## BRIEF:
Please copy the rows starting at the line that has "Instruction set for this micro-task: find decorative tile" and stopping after the line that has "[33,184,326,235]", swapping in "parked vehicle" wherever "parked car" appears and leaving everything else unchanged. Give back only those rows.

## LISTED RECORDS:

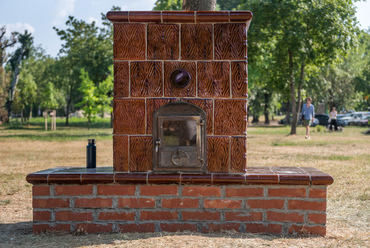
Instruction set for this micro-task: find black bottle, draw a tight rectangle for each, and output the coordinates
[86,139,96,168]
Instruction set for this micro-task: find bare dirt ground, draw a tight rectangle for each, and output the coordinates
[0,127,370,247]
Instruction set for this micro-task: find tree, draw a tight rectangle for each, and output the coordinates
[54,16,113,125]
[77,69,98,129]
[8,30,33,114]
[240,0,357,134]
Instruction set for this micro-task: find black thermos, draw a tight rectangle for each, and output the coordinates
[86,139,96,168]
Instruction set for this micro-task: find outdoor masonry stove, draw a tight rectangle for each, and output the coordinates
[27,11,333,235]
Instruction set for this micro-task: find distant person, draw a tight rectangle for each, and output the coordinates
[329,107,338,131]
[301,97,315,139]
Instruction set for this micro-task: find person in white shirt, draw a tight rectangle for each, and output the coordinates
[329,107,338,131]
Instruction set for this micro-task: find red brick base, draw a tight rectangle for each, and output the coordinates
[33,183,327,235]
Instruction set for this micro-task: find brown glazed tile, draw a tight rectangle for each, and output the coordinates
[81,173,114,184]
[162,11,195,23]
[279,174,310,185]
[230,137,247,173]
[231,61,248,98]
[214,24,247,60]
[107,11,128,23]
[230,10,253,22]
[214,99,247,135]
[181,98,213,135]
[113,24,146,60]
[181,174,212,184]
[146,98,176,134]
[113,136,129,171]
[271,166,307,174]
[212,174,245,184]
[181,24,213,60]
[198,61,230,97]
[113,61,129,97]
[246,173,279,184]
[164,61,196,97]
[196,11,229,23]
[26,173,48,184]
[48,173,81,184]
[148,24,179,60]
[130,136,153,172]
[114,172,147,184]
[113,99,145,134]
[148,174,180,184]
[129,11,161,23]
[207,136,230,173]
[130,61,163,97]
[246,166,275,175]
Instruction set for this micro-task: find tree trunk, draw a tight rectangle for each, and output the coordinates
[297,62,306,120]
[66,87,72,126]
[182,0,216,10]
[252,113,259,123]
[264,93,271,125]
[285,99,290,125]
[289,51,298,134]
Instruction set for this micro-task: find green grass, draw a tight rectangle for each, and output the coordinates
[0,118,112,142]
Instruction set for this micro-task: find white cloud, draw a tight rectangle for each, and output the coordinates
[53,0,75,25]
[5,22,36,36]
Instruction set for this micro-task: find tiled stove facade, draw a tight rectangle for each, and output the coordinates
[107,11,252,173]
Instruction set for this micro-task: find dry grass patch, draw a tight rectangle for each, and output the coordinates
[0,127,370,247]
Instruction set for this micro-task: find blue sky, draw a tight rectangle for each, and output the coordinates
[0,0,370,56]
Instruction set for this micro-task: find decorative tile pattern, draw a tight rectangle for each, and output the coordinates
[146,98,176,134]
[148,24,179,60]
[181,99,213,134]
[230,137,247,173]
[113,24,146,60]
[164,62,196,97]
[215,24,247,60]
[113,136,128,171]
[207,136,230,172]
[130,61,163,97]
[114,62,129,97]
[130,136,153,172]
[181,24,213,60]
[231,61,248,98]
[113,99,145,134]
[198,62,230,97]
[214,99,247,135]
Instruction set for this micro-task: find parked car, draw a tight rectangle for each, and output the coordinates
[278,114,319,127]
[337,114,348,127]
[348,112,370,126]
[315,114,329,126]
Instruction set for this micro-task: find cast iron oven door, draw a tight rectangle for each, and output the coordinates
[153,102,206,173]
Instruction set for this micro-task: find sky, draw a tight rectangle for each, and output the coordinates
[0,0,370,57]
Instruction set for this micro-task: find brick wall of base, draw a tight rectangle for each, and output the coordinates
[33,184,327,236]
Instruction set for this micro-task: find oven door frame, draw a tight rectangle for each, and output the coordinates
[153,102,207,173]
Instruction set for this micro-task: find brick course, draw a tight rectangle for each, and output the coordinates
[33,184,326,235]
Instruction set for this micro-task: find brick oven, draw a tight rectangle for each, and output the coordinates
[107,11,252,173]
[27,11,333,235]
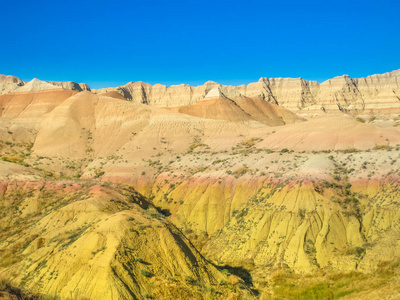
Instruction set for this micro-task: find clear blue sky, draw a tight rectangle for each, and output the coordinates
[0,0,400,88]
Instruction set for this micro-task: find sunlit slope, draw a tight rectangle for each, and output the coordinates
[0,181,250,299]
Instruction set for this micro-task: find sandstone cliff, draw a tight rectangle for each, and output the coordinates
[94,70,400,114]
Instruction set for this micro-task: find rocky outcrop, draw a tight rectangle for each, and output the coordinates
[0,181,247,299]
[94,70,400,114]
[47,81,90,92]
[0,75,90,95]
[0,75,24,95]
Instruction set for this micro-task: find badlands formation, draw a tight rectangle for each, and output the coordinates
[0,71,400,299]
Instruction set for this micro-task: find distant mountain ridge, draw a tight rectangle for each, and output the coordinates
[0,70,400,115]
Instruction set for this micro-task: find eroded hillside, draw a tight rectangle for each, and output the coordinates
[0,72,400,299]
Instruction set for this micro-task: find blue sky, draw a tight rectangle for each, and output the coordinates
[0,0,400,88]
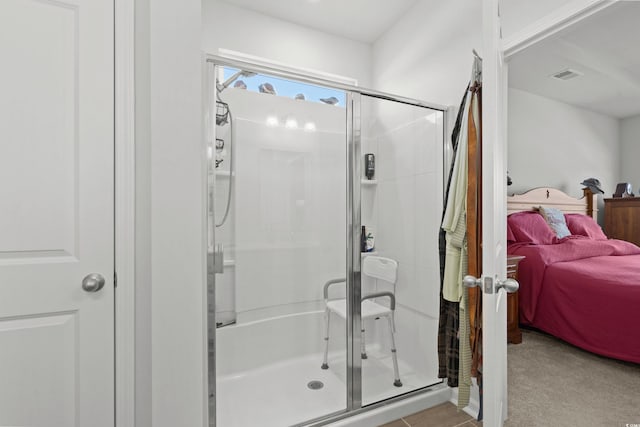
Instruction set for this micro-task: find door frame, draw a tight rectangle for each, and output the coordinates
[482,0,616,425]
[114,0,136,427]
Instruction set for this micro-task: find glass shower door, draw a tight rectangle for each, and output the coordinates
[360,95,444,405]
[208,66,347,427]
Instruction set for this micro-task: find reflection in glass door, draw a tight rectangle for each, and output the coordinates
[360,95,444,405]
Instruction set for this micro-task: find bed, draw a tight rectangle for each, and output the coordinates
[507,188,640,363]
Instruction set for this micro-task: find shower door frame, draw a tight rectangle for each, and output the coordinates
[204,54,450,427]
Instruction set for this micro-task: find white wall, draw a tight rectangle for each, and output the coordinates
[373,0,482,107]
[620,116,640,192]
[148,0,207,427]
[362,98,443,381]
[202,0,371,87]
[507,89,621,224]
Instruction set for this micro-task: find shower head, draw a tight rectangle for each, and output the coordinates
[216,70,257,92]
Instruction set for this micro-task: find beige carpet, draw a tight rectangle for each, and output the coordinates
[505,330,640,427]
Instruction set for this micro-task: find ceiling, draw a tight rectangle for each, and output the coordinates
[224,0,420,43]
[509,2,640,118]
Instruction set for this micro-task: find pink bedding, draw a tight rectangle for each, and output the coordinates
[509,236,640,363]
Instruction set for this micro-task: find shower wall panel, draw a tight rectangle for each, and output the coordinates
[362,99,443,404]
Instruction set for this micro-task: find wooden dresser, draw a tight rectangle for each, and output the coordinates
[507,255,525,344]
[604,197,640,246]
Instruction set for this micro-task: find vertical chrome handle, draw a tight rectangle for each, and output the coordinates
[82,273,105,292]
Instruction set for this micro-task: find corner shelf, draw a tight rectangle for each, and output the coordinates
[215,170,235,178]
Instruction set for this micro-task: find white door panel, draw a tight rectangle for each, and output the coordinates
[482,0,507,427]
[0,0,114,427]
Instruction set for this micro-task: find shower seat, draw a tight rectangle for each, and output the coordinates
[322,255,402,387]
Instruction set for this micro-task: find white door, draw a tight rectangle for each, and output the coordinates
[0,0,114,427]
[482,0,507,427]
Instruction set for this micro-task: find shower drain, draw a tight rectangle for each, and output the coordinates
[307,381,324,390]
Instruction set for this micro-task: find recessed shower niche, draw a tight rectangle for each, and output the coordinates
[207,56,444,427]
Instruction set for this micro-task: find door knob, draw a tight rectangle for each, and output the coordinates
[82,273,105,292]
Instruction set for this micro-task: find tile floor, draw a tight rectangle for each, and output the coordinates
[380,402,482,427]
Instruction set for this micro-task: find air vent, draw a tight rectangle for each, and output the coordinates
[551,68,583,80]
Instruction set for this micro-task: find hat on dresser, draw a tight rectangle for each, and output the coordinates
[580,178,604,194]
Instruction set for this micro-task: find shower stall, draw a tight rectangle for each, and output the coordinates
[206,56,448,427]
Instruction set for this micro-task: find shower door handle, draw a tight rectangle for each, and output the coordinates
[213,243,224,274]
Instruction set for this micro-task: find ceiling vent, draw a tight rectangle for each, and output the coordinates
[551,68,583,80]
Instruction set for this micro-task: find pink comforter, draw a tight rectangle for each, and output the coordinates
[509,236,640,363]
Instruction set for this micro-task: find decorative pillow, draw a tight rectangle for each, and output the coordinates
[507,211,556,245]
[564,214,607,240]
[540,206,571,239]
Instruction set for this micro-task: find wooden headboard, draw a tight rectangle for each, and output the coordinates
[507,187,598,220]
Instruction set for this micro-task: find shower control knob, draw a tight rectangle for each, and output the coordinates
[82,273,105,292]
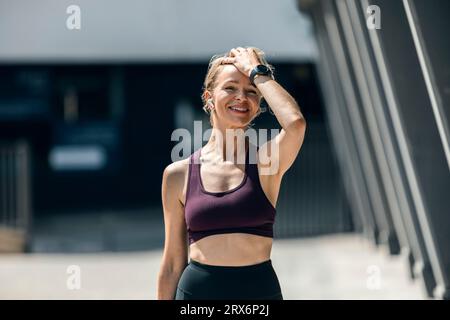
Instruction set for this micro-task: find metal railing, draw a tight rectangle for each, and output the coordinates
[0,140,31,253]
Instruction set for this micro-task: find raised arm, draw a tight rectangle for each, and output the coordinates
[224,47,306,179]
[254,76,306,178]
[157,161,188,300]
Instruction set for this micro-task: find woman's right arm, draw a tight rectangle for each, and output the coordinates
[157,161,188,300]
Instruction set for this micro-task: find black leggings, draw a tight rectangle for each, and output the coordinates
[175,259,283,300]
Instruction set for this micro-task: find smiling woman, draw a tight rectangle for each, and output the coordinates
[157,47,306,300]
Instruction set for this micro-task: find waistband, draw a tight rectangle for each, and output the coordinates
[189,259,272,271]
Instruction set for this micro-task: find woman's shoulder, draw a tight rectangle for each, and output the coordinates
[164,151,199,186]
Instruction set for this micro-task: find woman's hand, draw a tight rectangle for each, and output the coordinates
[222,47,261,77]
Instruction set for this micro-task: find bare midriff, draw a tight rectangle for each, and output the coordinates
[189,233,273,266]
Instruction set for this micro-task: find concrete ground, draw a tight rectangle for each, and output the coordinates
[0,234,426,300]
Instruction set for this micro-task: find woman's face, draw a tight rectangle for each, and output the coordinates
[211,64,261,128]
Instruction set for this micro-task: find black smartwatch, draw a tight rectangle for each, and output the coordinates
[249,64,273,87]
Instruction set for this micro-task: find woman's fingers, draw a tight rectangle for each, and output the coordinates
[229,48,239,57]
[222,57,236,64]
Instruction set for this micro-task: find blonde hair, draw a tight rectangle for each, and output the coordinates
[202,47,275,126]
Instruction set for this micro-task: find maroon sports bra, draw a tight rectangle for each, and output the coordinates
[185,148,276,244]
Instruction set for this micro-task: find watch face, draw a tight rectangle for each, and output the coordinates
[257,64,270,74]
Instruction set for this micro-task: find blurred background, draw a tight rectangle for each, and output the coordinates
[0,0,450,299]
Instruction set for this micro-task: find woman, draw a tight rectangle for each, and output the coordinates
[157,47,306,300]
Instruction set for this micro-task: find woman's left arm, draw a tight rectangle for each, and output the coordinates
[254,75,306,178]
[223,47,306,179]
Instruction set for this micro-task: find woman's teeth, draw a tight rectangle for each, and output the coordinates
[230,107,248,112]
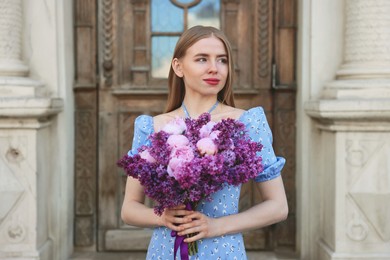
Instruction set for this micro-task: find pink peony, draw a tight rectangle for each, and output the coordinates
[196,137,218,155]
[139,150,156,163]
[209,130,221,140]
[167,146,194,179]
[162,117,187,135]
[199,121,217,138]
[167,135,190,148]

## RESPONSE TO THE TASK:
Instruction set for this micro-task: find decorative tile pattern, draw a tight rectangle for each, and output the coordinates
[146,98,176,134]
[148,24,179,60]
[181,99,213,134]
[230,137,247,173]
[113,24,146,60]
[164,62,196,97]
[215,24,247,60]
[113,136,128,171]
[207,136,230,172]
[130,61,163,97]
[114,62,129,97]
[130,136,153,172]
[181,24,213,60]
[231,61,248,98]
[113,99,145,134]
[198,62,230,97]
[214,99,247,135]
Instruction set for this micro-task: find parked vehicle, draw a tight rectangle for each, and output the coordinates
[278,114,319,127]
[337,114,348,127]
[348,112,370,126]
[315,114,329,126]
Instruction set for this micro-task: find cast iron oven door, draw a tight rectangle for each, and output the coordinates
[153,102,206,173]
Instruction set for this micro-task: find sky, draw a tight rectangle for each, and output the coordinates
[0,0,370,57]
Instruction set for this micro-task: find brick wall of base, draw a tight rectangle for each, and output the coordinates
[33,184,327,236]
Instruction set for this micro-task: find oven door frame, draw a tight rectangle for each, and output the coordinates
[153,102,207,173]
Instruction set for this micro-task: find brick course, draw a tight rectangle for each, and output the coordinates
[33,184,326,235]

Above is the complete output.